▶ [EXERCISE TASKS]
1. From the robot API documentation, extract everything from "Set the maximal translation" down to "expressed in m/s.".
2. In the robot API documentation, what unit is used for the maximum translation velocity v_max?
3. Proceed with the robot API documentation, picking up after its final sentence.

▶ [SELECTED TEXT]
Begin

Reimplemented from vpAfma6.

Definition at line 390 of file vpRobotAfma6.cpp.

◆ setMaxRotationVelocity()

void vpRobot::setMaxRotationVelocity ( const double  w_max)
inherited

Set the maximal rotation velocity that can be sent to the robot during a velocity control.

Parameters
w_max: Maximum rotational velocity expressed in rad/s.
Examples
servoMomentPoints.cpp, servoSimu4Points.cpp, servoSimuSphere.cpp, testFeatureSegment.cpp, and testFrankaJointVelocityLimits.cpp.

Definition at line 259 of file vpRobot.cpp.

Referenced by vpSimulatorAfma6::setPosition().

◆ setMaxTranslationVelocity()

void vpRobot::setMaxTranslationVelocity ( const double  v_max)
inherited

Set the maximal translation velocity that can be sent to the robot during a velocity control.

Parameters
v_max: Maximum translation velocity expressed in m/s.
Examples
servoMomentPoints.cpp, servoSimu4Points.cpp, servoSimuSphere.cpp, simulateCircle2DCamVelocity.cpp, simulateFourPoints2DCartesianCamVelocity.cpp, simulateFourPoints2DPolarCamVelocity.cpp, and testFeatureSegment.cpp.

Definition at line 238 of file vpRobot.cpp.

Referenced by vpSimulatorAfma6::setPosition().

◆ setPosition() [1/4]

void vpRobotAfma6::setPosition ( const std::string &  filename)

Move to an absolute joint position with a given percent of max velocity. The robot state is set to position control. The percent of max velocity is to set with setPositioningVelocity(). The position to reach is defined in the position file.

Parameters
filename: Name of the position file to read. The readPosFile() documentation shows a typical content of such a position file.

This method has the same behavior than the sample code given below;

#include <visp3/core/vpColVector.h>
#include <visp3/core/vpConfig.h>
#include <visp3/robot/vpRobotAfma6.h>
int main()
{
#ifdef VISP_HAVE_AFMA6
vpRobotAfma6 robot;
vpColVector q; // joint position
robot.readPosFile("MyPositionFilename.pos", q);
return 0;
#endif
}
Exceptions
vpRobotException::lowLevelError: vpRobot::MIXT_FRAME and vpRobot::END_EFFECTOR_FRAME not implemented.
vpRobotException::positionOutOfRangeError: The requested position is out of range.
See also
setPositioningVelocity()

Definition at line 1353 of file vpRobotAfma6.cpp.

◆ setPosition() [2/4]

void vpRobotAfma6::setPosition ( const vpRobot::vpControlFrameType  frame,
const double  pos1,
const double  pos2,
const double  pos3,
const double  pos4,
const double  pos5,
const double  pos6 
)

Move to an absolute position with a given percent of max velocity. The percent of max velocity is to set with setPositioningVelocity(). The position to reach can be specified in joint coordinates, in the camera frame or in the reference frame.

This method owerloads setPosition(const vpRobot::vpControlFrameType, const vpColVector &).

Warning
This method is blocking. It returns only when the position is reached by the robot.

End

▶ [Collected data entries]

Begin

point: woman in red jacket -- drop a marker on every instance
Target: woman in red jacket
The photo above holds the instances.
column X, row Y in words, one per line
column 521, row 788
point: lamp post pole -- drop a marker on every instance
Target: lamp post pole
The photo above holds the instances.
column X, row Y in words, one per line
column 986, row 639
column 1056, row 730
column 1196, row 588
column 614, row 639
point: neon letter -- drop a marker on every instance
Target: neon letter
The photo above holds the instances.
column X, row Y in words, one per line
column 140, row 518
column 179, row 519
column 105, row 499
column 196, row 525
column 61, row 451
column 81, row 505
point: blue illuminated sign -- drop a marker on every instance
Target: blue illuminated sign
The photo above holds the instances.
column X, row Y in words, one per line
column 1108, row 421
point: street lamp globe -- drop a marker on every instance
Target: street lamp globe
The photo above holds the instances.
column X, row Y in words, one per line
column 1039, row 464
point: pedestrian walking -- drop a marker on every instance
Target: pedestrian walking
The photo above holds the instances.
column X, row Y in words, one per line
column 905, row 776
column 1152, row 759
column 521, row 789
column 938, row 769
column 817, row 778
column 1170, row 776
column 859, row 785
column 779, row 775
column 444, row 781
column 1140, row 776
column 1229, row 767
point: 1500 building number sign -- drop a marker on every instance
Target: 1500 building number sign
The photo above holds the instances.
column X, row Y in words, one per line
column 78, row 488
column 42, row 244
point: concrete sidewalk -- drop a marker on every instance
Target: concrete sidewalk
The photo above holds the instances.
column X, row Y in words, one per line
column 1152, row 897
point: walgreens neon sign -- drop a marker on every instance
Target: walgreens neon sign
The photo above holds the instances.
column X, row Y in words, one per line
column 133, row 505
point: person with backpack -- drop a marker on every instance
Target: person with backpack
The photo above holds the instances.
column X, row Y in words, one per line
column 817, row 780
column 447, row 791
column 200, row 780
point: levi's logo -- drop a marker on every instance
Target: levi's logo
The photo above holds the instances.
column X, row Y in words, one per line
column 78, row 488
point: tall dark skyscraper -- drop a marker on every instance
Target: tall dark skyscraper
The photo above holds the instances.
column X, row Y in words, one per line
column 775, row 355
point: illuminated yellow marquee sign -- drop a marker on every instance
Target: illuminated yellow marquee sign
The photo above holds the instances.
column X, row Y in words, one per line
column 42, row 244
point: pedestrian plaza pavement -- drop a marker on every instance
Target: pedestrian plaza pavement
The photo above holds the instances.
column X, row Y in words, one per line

End

▶ [EXPECTED RESULTS]
1.
Set the maximal translation velocity that can be sent to the robot during a velocity control.

Parameters
v_max: Maximum translation velocity expressed in m/s.

2. Meters per second (m/s).

3.
Parameters
pos1,pos2,pos3,pos4,pos5,pos6: The six coordinates of the position to reach. All the positions are expressed in meters for the translations and radians for the rotations.
frame: Frame in which the position is expressed.
  • In the joint space, positions are respectively X (pos1), Y (pos2), Z (pos3), A (pos4), B (pos5), C (pos6), with X,Y,Z the translations, and A,B,C the rotations of the end-effector.
  • In the camera and the reference frame, rotations [pos4, pos5, pos6] are represented by a vpRxyzVector.
  • Mixt frame is not implemented. By mixt frame we mean, translations expressed in the reference frame, and rotations in the camera frame.
Exceptions
vpRobotException::lowLevelError: vpRobot::MIXT_FRAME and vpRobot::END_EFFECTOR_FRAME not implemented.
vpRobotException::positionOutOfRangeError: The requested position is out of range.
#include <visp3/core/vpConfig.h>
#include <visp3/robot/vpRobotAfma6.h>
int main()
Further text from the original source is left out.